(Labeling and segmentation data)

==================================================

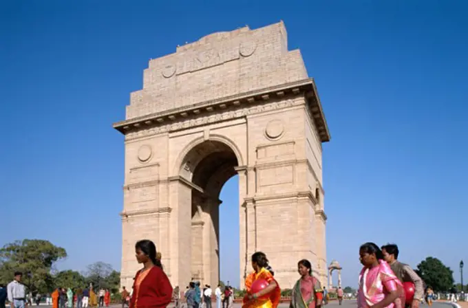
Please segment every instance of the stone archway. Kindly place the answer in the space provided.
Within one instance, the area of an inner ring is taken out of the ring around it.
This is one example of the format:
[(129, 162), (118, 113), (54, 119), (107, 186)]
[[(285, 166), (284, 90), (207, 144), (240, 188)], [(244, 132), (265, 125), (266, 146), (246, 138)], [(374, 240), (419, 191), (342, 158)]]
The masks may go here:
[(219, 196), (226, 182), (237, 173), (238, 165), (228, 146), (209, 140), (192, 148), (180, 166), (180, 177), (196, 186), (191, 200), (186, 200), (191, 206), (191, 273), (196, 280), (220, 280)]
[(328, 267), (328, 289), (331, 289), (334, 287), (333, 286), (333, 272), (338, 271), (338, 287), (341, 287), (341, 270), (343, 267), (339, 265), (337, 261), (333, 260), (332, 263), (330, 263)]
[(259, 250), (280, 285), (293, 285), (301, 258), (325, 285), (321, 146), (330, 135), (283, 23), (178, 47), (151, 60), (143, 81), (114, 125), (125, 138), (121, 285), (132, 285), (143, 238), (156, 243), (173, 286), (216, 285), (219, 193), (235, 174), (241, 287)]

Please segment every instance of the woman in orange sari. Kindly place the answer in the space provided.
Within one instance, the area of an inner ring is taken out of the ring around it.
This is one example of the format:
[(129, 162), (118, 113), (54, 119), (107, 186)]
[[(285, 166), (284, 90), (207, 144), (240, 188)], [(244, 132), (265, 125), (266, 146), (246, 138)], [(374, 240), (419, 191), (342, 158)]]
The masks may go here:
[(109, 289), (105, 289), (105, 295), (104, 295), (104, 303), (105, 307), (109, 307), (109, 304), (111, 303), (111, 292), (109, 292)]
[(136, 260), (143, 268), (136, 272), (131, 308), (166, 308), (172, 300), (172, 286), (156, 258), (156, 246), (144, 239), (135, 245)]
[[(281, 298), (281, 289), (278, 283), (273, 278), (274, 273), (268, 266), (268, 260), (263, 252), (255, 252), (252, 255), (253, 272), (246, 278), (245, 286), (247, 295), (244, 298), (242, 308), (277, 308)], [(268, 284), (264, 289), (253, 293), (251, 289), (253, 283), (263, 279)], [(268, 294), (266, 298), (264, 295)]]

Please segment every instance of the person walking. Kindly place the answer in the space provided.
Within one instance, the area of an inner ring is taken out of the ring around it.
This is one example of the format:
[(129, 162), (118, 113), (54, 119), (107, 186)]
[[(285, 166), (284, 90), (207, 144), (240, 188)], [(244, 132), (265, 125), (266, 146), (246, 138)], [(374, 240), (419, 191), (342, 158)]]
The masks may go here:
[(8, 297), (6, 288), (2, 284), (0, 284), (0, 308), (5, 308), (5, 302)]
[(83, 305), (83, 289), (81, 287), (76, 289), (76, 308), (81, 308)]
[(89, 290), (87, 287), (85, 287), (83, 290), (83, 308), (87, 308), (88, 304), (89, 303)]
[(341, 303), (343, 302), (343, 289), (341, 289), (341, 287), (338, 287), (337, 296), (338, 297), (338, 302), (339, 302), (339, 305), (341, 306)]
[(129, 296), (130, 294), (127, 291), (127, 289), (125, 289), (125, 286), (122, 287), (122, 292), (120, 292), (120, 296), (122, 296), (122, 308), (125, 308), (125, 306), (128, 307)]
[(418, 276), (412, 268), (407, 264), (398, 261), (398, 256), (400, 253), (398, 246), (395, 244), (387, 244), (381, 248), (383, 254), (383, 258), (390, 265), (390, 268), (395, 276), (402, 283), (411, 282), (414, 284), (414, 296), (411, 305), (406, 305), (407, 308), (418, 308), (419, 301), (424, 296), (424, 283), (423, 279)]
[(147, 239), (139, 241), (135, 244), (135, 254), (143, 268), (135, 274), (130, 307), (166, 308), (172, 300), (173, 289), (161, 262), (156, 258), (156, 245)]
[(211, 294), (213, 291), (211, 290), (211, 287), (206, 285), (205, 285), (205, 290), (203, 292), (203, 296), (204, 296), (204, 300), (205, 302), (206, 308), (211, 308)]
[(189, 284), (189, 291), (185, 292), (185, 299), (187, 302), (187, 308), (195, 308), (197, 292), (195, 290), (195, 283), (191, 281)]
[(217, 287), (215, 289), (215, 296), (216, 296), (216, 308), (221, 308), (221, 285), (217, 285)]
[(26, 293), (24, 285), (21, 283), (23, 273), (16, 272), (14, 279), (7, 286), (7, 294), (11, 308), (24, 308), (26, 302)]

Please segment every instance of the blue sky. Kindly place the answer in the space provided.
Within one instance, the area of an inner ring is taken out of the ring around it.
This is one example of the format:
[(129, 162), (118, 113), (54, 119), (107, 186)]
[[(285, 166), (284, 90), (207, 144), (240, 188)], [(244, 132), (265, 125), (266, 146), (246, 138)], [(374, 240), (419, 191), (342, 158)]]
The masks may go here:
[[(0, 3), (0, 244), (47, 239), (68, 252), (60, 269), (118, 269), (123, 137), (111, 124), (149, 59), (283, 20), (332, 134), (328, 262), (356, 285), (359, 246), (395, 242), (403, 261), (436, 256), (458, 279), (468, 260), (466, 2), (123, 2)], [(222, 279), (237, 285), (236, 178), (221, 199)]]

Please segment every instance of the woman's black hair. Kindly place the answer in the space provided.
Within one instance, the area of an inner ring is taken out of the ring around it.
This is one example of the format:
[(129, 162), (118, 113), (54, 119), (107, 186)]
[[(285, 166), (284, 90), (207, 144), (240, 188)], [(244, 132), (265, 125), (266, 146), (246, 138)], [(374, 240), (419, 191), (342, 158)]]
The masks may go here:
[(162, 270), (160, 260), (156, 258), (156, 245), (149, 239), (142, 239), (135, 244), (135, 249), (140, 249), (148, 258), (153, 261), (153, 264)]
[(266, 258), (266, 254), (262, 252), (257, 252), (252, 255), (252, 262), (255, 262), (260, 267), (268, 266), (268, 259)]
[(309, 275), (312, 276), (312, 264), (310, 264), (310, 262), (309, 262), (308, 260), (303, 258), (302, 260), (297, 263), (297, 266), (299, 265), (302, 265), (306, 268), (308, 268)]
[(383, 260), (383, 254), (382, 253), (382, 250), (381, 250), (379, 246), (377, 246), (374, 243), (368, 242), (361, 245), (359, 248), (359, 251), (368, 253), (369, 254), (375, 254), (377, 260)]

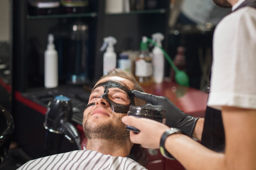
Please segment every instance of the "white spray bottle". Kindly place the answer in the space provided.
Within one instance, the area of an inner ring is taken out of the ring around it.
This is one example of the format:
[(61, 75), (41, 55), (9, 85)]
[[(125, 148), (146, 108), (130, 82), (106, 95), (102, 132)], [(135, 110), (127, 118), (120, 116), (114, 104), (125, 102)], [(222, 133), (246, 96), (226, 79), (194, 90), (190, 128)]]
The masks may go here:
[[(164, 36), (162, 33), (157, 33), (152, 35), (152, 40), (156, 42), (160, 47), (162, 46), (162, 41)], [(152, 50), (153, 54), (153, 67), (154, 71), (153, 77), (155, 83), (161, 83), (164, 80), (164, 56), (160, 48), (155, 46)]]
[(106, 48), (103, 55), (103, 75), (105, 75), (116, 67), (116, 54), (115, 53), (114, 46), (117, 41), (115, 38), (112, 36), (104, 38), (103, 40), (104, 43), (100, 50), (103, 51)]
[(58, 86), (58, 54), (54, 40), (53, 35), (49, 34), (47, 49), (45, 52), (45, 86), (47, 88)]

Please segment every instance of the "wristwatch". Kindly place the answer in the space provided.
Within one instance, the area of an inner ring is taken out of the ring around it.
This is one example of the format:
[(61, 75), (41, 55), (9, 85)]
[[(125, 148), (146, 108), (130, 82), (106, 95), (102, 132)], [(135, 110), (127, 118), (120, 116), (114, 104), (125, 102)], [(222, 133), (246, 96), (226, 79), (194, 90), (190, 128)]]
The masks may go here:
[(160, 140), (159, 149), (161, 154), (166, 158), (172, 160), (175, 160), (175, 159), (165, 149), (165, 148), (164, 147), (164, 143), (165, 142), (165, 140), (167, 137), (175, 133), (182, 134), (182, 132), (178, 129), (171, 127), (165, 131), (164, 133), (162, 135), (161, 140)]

==================================================

Given exercise = Reproduce the data above word for word, from the line containing "Please segment every instance of the blue" through the line containing "254), (377, 260)]".

Reply to the exercise =
Please segment every instance of the blue sky. Kindly place the answer in the space provided.
Within one instance, the area of an inner ring is taken out of the ring around it.
This is one example of the format:
[(129, 162), (118, 113), (54, 119), (107, 186)]
[[(285, 166), (284, 90), (207, 144), (240, 188)], [(244, 132), (265, 125), (266, 146), (246, 138)], [(374, 240), (419, 191), (342, 158)]]
The masks may go here:
[[(0, 3), (0, 244), (47, 239), (68, 252), (60, 269), (118, 269), (123, 137), (111, 124), (149, 59), (283, 20), (332, 134), (328, 262), (356, 285), (359, 246), (395, 242), (403, 261), (436, 256), (458, 279), (468, 260), (466, 2), (123, 2)], [(222, 279), (237, 285), (236, 178), (221, 199)]]

Please segment every instance of the woman's black hair. Kindly place the answer in the space provided.
Within one instance, the area of an inner ring is taken out of the ring around it.
This is one example of the format:
[(129, 162), (118, 113), (54, 119), (107, 186)]
[[(285, 166), (284, 90), (207, 144), (240, 188)], [(244, 132), (265, 125), (266, 146), (246, 138)], [(374, 240), (419, 191), (342, 158)]]
The masks may go here:
[(162, 270), (160, 260), (156, 258), (156, 245), (149, 239), (142, 239), (135, 244), (135, 249), (140, 249), (148, 258), (153, 261), (153, 264)]
[(266, 258), (266, 254), (262, 252), (257, 252), (252, 255), (252, 262), (255, 262), (260, 267), (268, 266), (268, 259)]
[(309, 275), (312, 276), (312, 264), (310, 264), (310, 262), (309, 262), (308, 260), (303, 258), (302, 260), (297, 263), (297, 266), (299, 265), (302, 265), (306, 268), (308, 268)]
[(383, 260), (383, 254), (382, 253), (382, 250), (381, 250), (379, 246), (377, 246), (374, 243), (368, 242), (361, 245), (359, 248), (359, 251), (368, 253), (369, 254), (375, 254), (377, 260)]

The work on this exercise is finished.